→ Texto do documento
=====

Ao ir assistir às aventuras do ouriço / porco espinho azul no papel de acompanhante do real interessado, digamos que consegui curtir a coisa toda sob um outro ponto de vista… ;)
Com ou sem visual renovado, possivelmente meu interesse por ver esta adaptação cinematográfica do Sonic beirava o nulo. Eu era VICIADO no jogo original, lá nos idos de deixa pra lá, sempre curti muito o personagem, mas ver aqueles trailers me trouxe à boca um gosto amargo chamado Pica-Pau.
Deixa eu contar uma parada pra vocês: quando a gente vira PAI, por mais cinéfilo que seja, tem vezes que acaba sendo inevitável ir ao cinema muito mais no papel de acompanhante do que qualquer outra coisa. Você só vai. Você faz um puta exercício de desapego e entende, na marra, que certas coisas não são MESMO pra você. Foi assim que acabei indo ver o sofrível Internet – O Filme com a filhota pré-adolescente que tava na vibe dos YouTubers. E foi seguindo este baile que, em 2017, lá estava eu no cinema pra este diacho de filme live-action do Pica-Pau, que no mundo todo saiu direto em DVD/streaming mas aqui, graças à popularidade ímpar do personagem, chegou às telonas com alguma pompa e circunstância.

=====

[Registros de um conjunto de anotações de pontos]

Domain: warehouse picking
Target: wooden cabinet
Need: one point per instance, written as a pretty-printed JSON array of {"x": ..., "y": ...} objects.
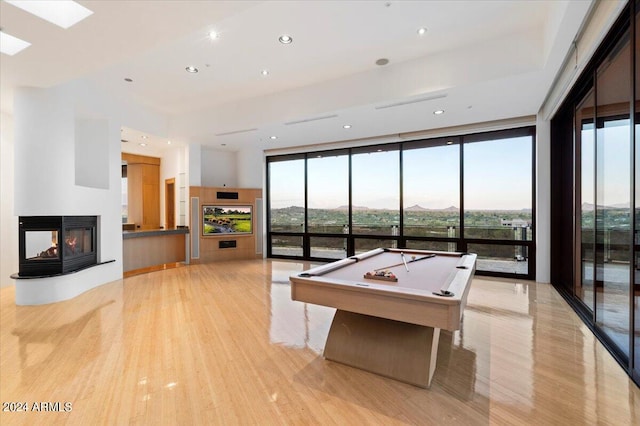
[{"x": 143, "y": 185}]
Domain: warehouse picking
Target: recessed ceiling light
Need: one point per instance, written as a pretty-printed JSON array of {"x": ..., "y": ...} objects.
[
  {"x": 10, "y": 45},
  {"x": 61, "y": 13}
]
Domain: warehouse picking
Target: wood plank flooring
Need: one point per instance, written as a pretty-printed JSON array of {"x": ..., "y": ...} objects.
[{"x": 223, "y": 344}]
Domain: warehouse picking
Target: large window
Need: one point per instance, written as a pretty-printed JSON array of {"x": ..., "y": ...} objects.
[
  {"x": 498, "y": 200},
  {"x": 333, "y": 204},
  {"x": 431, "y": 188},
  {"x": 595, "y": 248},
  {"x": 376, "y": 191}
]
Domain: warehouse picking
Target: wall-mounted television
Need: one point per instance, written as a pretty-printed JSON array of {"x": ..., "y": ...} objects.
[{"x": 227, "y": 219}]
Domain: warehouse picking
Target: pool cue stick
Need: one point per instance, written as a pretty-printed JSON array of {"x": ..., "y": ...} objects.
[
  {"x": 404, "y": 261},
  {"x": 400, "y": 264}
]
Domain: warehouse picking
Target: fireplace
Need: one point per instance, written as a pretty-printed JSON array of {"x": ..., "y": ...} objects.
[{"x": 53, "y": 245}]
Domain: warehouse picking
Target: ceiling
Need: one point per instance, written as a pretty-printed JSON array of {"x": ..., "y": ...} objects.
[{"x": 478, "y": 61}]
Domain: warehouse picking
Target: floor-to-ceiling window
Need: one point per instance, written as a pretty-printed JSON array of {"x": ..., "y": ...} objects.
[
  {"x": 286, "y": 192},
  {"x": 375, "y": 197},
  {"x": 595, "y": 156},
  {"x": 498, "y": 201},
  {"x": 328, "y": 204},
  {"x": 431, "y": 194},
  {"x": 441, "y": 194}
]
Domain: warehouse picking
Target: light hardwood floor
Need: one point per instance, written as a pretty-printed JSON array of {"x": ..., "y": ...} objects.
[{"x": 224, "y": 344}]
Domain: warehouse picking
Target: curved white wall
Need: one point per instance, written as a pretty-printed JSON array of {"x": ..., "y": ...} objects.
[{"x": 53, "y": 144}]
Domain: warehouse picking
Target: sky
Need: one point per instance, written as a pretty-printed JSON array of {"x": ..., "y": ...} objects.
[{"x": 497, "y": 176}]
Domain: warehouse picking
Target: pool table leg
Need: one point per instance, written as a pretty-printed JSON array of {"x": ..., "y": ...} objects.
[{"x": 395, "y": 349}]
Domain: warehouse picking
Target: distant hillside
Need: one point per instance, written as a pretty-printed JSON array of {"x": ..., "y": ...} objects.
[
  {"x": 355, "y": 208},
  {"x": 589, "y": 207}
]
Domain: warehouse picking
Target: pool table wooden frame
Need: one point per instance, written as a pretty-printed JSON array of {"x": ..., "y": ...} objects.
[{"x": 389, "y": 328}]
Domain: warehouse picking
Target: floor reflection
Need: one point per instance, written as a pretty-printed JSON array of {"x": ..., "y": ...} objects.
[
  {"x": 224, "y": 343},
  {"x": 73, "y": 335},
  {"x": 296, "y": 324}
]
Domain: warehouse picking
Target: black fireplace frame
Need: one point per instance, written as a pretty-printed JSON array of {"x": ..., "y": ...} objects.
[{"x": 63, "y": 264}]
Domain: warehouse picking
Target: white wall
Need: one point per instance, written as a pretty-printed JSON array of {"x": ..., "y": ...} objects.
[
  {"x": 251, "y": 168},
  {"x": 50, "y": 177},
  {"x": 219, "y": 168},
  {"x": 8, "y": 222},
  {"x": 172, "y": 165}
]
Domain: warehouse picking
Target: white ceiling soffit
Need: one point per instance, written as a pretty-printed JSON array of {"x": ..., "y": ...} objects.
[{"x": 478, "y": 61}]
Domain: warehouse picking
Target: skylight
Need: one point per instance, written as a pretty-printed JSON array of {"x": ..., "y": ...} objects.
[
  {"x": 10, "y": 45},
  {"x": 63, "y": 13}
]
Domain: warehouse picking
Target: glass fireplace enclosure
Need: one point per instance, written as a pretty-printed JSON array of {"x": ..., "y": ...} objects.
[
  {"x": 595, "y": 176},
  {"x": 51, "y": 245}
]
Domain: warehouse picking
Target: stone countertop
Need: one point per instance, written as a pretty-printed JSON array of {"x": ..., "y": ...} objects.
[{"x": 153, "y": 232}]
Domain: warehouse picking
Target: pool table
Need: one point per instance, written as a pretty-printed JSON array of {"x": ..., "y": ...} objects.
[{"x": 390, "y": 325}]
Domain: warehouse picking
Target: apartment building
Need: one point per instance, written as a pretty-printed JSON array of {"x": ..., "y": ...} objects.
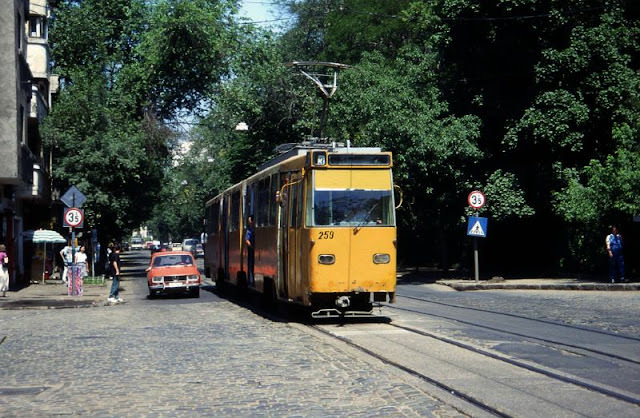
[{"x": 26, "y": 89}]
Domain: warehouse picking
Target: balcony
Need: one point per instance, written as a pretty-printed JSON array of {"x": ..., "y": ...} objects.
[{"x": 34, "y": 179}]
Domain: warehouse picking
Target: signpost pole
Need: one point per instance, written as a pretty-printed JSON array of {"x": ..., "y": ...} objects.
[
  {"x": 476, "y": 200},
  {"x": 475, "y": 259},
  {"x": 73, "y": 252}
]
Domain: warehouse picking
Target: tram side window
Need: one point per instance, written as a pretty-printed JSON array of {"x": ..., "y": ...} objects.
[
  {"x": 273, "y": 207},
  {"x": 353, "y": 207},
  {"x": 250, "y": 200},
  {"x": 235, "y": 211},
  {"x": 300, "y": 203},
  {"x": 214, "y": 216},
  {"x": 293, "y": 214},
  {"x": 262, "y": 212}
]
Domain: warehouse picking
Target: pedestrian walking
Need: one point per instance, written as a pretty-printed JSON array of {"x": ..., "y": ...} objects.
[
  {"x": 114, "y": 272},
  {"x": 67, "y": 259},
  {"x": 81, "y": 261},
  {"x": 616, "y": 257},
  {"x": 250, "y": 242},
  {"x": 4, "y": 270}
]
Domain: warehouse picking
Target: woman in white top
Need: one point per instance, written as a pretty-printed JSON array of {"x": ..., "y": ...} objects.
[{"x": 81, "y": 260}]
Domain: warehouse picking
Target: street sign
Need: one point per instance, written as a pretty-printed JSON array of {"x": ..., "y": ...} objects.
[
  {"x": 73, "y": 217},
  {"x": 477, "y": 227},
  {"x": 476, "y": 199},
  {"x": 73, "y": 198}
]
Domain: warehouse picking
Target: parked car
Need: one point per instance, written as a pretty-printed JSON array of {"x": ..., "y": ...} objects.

=====

→ Tarefa proposta
Por favor, devolva sem alterações o trecho da resenha sobre o filme do Sonic que começa nas palavras "Deixa eu contar" e termina depois de "pompa e circunstância.". Os registros são um material à parte, independente do texto.

→ Resposta do exercício
Deixa eu contar uma parada pra vocês: quando a gente vira PAI, por mais cinéfilo que seja, tem vezes que acaba sendo inevitável ir ao cinema muito mais no papel de acompanhante do que qualquer outra coisa. Você só vai. Você faz um puta exercício de desapego e entende, na marra, que certas coisas não são MESMO pra você. Foi assim que acabei indo ver o sofrível Internet – O Filme com a filhota pré-adolescente que tava na vibe dos YouTubers. E foi seguindo este baile que, em 2017, lá estava eu no cinema pra este diacho de filme live-action do Pica-Pau, que no mundo todo saiu direto em DVD/streaming mas aqui, graças à popularidade ímpar do personagem, chegou às telonas com alguma pompa e circunstância.